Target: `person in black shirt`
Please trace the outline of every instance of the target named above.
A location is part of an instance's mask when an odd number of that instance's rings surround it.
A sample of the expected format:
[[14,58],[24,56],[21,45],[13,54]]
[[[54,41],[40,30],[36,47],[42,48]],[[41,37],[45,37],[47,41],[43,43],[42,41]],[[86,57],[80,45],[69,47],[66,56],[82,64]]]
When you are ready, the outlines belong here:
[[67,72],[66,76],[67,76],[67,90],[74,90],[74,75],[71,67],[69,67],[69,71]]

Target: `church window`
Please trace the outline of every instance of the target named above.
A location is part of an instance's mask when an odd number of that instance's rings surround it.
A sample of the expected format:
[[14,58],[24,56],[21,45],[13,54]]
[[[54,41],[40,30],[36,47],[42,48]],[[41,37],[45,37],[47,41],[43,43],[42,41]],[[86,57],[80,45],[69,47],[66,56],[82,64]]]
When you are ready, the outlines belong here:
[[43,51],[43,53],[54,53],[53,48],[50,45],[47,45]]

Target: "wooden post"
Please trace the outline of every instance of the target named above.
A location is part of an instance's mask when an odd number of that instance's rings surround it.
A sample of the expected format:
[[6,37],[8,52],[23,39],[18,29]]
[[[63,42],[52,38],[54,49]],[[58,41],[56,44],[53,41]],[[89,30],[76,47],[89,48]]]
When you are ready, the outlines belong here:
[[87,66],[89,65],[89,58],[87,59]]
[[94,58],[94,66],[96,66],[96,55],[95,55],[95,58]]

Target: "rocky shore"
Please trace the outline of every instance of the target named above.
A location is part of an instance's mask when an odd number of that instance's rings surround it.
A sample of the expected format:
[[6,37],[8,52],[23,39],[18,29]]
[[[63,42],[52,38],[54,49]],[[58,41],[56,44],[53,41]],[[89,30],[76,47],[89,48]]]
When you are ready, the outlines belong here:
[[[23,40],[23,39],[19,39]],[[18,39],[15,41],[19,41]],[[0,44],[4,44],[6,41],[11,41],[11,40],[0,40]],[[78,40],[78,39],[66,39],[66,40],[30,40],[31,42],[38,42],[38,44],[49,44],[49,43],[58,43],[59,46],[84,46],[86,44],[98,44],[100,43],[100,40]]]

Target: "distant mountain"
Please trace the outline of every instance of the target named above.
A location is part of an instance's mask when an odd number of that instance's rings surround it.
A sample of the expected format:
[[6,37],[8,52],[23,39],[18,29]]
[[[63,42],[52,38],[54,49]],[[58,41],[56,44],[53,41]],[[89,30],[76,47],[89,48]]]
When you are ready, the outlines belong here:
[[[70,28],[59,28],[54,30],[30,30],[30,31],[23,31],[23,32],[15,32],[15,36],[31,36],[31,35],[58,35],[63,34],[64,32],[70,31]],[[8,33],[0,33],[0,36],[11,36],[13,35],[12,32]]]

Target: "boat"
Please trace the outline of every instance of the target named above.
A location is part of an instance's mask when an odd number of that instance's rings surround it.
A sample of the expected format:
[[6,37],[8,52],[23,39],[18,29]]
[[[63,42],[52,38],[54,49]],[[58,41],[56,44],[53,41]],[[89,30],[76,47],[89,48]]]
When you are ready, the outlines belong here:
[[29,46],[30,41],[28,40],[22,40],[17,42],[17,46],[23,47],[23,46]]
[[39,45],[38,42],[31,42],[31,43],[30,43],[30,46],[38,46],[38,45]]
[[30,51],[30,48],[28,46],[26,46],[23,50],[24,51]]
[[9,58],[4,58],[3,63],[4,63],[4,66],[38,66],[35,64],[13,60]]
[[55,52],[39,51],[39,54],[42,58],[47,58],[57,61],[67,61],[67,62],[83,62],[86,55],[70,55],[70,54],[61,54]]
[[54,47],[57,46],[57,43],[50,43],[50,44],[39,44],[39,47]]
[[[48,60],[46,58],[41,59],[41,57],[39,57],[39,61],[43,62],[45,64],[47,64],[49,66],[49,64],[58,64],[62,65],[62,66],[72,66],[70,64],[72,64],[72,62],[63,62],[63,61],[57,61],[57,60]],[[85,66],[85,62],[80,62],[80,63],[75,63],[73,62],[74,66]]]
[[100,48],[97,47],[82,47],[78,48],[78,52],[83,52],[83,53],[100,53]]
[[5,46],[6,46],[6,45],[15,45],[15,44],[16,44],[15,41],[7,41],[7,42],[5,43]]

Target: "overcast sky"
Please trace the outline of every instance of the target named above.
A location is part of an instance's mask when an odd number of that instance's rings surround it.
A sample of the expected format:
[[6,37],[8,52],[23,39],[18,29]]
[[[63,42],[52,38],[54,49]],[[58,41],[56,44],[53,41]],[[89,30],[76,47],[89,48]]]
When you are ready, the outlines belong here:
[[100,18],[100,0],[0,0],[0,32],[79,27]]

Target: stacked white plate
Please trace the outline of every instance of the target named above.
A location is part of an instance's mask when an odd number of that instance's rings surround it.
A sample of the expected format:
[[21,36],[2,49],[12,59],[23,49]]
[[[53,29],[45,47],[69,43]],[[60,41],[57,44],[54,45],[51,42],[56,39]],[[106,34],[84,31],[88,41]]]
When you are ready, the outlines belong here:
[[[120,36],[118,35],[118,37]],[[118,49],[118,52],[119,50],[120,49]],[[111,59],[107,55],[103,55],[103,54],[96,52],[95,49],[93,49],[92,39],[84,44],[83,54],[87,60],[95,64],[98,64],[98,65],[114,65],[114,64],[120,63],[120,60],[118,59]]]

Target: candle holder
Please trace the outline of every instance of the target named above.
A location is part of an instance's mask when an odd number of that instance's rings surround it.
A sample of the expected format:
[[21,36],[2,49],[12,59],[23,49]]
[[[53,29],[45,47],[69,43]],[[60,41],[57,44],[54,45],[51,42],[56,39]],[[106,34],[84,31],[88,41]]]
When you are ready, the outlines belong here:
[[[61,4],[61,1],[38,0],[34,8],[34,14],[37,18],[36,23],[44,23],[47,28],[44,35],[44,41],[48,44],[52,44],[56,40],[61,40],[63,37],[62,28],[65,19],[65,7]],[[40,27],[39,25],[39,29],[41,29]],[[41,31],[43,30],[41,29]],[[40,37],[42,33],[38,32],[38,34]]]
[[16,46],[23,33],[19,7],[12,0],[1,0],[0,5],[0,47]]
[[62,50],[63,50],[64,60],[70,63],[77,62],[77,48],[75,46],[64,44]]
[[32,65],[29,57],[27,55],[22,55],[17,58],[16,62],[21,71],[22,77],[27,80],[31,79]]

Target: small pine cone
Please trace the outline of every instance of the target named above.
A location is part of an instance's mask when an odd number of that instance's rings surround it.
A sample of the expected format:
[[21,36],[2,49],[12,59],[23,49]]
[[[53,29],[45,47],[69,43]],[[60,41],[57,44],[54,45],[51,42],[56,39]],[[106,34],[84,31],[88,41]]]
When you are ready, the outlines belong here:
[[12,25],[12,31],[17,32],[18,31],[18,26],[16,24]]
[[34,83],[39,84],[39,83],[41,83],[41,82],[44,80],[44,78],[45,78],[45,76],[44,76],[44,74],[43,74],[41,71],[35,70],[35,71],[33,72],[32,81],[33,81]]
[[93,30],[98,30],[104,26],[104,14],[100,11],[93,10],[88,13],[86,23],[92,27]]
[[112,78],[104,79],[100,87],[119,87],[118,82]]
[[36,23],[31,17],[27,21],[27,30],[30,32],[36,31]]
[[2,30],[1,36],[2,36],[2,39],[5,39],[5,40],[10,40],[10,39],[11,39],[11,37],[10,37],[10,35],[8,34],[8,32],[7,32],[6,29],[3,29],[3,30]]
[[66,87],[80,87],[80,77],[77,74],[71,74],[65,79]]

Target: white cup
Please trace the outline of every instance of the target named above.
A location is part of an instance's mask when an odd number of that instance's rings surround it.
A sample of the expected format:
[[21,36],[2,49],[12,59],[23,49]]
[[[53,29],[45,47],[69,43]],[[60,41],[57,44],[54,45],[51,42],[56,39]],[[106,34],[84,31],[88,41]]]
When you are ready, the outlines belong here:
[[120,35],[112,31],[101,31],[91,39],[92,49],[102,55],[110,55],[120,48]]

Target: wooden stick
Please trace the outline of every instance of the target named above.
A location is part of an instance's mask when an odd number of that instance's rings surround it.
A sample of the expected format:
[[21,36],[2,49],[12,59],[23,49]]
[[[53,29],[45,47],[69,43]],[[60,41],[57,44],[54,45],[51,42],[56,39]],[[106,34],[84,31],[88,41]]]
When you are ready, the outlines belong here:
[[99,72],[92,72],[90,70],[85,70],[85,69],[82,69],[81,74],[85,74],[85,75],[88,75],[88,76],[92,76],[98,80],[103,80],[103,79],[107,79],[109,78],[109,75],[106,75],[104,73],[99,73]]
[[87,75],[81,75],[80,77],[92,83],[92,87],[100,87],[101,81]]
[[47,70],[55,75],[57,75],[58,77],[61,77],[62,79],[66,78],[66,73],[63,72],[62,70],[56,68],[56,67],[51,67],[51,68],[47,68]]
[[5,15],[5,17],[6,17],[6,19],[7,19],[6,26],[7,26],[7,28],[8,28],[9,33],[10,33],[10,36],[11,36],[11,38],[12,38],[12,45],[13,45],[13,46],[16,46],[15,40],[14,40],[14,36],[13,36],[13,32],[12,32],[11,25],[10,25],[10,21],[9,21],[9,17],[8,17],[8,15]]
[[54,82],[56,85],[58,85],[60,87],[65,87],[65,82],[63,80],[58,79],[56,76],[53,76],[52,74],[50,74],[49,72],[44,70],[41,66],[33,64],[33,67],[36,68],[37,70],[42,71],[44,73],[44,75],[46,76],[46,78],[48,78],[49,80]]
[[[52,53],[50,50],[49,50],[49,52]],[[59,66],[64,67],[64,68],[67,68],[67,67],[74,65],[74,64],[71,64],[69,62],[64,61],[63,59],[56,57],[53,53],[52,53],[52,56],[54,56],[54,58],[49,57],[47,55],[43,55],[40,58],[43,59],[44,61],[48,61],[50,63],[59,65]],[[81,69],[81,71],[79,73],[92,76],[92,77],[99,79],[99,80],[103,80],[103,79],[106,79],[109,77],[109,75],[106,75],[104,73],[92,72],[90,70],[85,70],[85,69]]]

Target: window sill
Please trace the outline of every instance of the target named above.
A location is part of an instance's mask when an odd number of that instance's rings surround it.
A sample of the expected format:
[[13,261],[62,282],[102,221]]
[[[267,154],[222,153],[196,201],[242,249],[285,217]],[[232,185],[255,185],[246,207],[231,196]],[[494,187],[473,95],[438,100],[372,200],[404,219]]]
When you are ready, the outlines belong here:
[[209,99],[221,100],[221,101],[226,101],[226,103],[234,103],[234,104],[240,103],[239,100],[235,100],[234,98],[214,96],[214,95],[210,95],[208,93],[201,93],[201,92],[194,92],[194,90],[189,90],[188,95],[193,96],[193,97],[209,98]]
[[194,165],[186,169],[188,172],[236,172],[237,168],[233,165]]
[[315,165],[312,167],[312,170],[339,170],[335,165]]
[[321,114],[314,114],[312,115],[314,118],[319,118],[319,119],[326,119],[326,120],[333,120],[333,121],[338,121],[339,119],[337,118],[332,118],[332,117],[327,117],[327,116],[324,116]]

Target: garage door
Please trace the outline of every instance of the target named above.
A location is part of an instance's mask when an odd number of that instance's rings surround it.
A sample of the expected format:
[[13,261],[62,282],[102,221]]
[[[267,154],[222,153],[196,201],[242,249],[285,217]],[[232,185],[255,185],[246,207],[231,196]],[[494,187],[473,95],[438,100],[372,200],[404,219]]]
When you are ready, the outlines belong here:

◇ ◇ ◇

## Problem statement
Retype exactly the lines from the start of the records through the line containing "[[94,58],[94,66],[96,66],[96,55],[95,55],[95,58]]", both ends included.

## Result
Target: `person in black shirt`
Please trace the outline of every instance of the target named above.
A location is part of an instance's mask when an odd number of that instance's rings surround it.
A sample of the expected format:
[[14,58],[24,56],[21,45],[13,54]]
[[[54,41],[40,30],[36,47],[42,48]],[[41,37],[45,37],[47,41],[43,43],[42,41]],[[86,57],[80,45],[69,47],[66,56],[82,64]]]
When you are ready, the outlines belong here:
[[67,72],[66,76],[67,76],[67,90],[74,90],[74,75],[71,67],[69,67],[69,71]]

Target: `church window`
Please trace the outline of every instance of the target named above.
A location is part of an instance's mask when an odd number of that instance's rings surround it.
A sample of the expected format:
[[14,58],[24,56],[21,45],[13,54]]
[[[54,41],[40,30],[36,47],[42,48]],[[41,37],[45,37],[47,41],[43,43],[42,41]],[[86,57],[80,45],[69,47],[66,56],[82,64]]]
When you are ready, the outlines belong here:
[[43,51],[43,53],[54,53],[53,48],[50,45],[47,45]]

Target: "wooden post"
Please trace the outline of every instance of the target named above.
A location is part of an instance's mask when an odd number of that instance's rings surround it.
A sample of the expected format:
[[6,37],[8,52],[23,39],[18,29]]
[[[63,42],[52,38],[54,49]],[[58,41],[56,44],[53,41]],[[89,30],[76,47],[89,48]]]
When you are ready, the outlines belong here:
[[87,66],[89,65],[89,58],[87,59]]
[[94,58],[94,66],[96,66],[96,55],[95,55],[95,58]]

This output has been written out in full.